++++ Supplied material ++++

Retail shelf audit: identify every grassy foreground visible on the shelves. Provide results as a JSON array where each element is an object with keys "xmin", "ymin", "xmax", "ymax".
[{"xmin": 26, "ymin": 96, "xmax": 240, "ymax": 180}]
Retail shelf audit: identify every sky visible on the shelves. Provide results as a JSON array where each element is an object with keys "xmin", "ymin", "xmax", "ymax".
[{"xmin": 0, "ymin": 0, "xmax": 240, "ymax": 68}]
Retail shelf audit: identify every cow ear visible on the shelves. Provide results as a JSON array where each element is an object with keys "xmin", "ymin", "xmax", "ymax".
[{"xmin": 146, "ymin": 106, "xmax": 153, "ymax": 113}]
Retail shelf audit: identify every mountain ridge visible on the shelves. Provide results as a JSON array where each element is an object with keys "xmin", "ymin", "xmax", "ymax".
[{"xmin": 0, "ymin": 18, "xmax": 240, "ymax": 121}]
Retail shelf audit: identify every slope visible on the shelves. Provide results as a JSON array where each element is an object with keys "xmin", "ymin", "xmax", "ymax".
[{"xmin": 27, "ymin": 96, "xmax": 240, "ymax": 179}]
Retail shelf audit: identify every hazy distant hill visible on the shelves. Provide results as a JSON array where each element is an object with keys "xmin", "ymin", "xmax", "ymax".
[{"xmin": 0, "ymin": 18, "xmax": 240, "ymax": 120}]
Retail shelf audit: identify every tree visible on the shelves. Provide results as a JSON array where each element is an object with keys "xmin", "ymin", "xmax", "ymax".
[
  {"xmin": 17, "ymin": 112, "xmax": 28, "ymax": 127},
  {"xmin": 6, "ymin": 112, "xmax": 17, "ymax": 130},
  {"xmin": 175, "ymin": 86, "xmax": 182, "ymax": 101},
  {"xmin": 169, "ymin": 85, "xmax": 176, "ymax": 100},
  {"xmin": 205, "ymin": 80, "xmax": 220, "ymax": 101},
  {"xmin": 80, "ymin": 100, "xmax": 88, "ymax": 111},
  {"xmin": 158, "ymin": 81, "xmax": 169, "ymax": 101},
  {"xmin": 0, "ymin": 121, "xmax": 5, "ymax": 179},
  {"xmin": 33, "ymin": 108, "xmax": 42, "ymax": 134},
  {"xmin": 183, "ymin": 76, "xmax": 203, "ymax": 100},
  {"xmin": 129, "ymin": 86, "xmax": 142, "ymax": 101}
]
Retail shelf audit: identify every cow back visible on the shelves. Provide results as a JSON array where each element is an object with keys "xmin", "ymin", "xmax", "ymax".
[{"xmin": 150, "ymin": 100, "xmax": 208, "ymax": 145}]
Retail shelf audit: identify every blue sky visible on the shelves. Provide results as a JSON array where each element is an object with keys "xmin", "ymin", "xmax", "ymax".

++++

▸ **What you should do**: Reproduce every one of the records above word for word, keeping each line unchanged.

▸ **Completed exercise**:
Retail shelf audit: identify every grassy foreground visible on the shelves. Provide results as a JSON array where each element is an object with keys "xmin", "ymin", "xmax", "ymax".
[{"xmin": 26, "ymin": 96, "xmax": 240, "ymax": 180}]
Retail shelf audit: identify every sky visible on the shelves. Provide results as a JSON array where each element is an object with keys "xmin", "ymin", "xmax", "ymax".
[{"xmin": 0, "ymin": 0, "xmax": 240, "ymax": 68}]
Retail shelf audit: identify every cow ear visible on the shelves. Provide results as a JSON array where each element is an object with keys "xmin", "ymin", "xmax", "ymax".
[{"xmin": 146, "ymin": 106, "xmax": 153, "ymax": 113}]
Retail shelf audit: identify every mountain ridge visible on the shelves. Provide results as a JSON array where each element is an object with keys "xmin", "ymin", "xmax", "ymax".
[{"xmin": 0, "ymin": 18, "xmax": 240, "ymax": 121}]
Retail shelf audit: identify every slope visible on the shelves. Provide results as a JSON array where each element is an object with keys "xmin", "ymin", "xmax", "ymax".
[{"xmin": 27, "ymin": 96, "xmax": 240, "ymax": 179}]
Retail shelf audit: identify every hazy distant hill visible on the shelves. Provide results as a JSON array where each element is an object with keys "xmin", "ymin", "xmax", "ymax".
[{"xmin": 0, "ymin": 18, "xmax": 240, "ymax": 120}]
Retail shelf audit: identify every tree visible on the shelves. Provide results as a JSON array where each element is an object with keys "xmin", "ymin", "xmax", "ymax".
[
  {"xmin": 17, "ymin": 112, "xmax": 28, "ymax": 127},
  {"xmin": 6, "ymin": 112, "xmax": 17, "ymax": 130},
  {"xmin": 175, "ymin": 86, "xmax": 182, "ymax": 101},
  {"xmin": 169, "ymin": 85, "xmax": 176, "ymax": 100},
  {"xmin": 205, "ymin": 80, "xmax": 220, "ymax": 101},
  {"xmin": 80, "ymin": 100, "xmax": 88, "ymax": 111},
  {"xmin": 158, "ymin": 81, "xmax": 169, "ymax": 101},
  {"xmin": 0, "ymin": 121, "xmax": 5, "ymax": 179},
  {"xmin": 33, "ymin": 108, "xmax": 42, "ymax": 134},
  {"xmin": 183, "ymin": 76, "xmax": 203, "ymax": 100},
  {"xmin": 129, "ymin": 86, "xmax": 142, "ymax": 101}
]
Retail shelf audit: identify every cow back visible on the shelves. Provide results as a JSON array where each element is an object with keys "xmin", "ymin", "xmax", "ymax".
[{"xmin": 150, "ymin": 100, "xmax": 208, "ymax": 145}]
Retail shelf audit: identify every blue sky visible on the shelves. Provide results as a JSON array where each element is an object with keys "xmin", "ymin", "xmax", "ymax".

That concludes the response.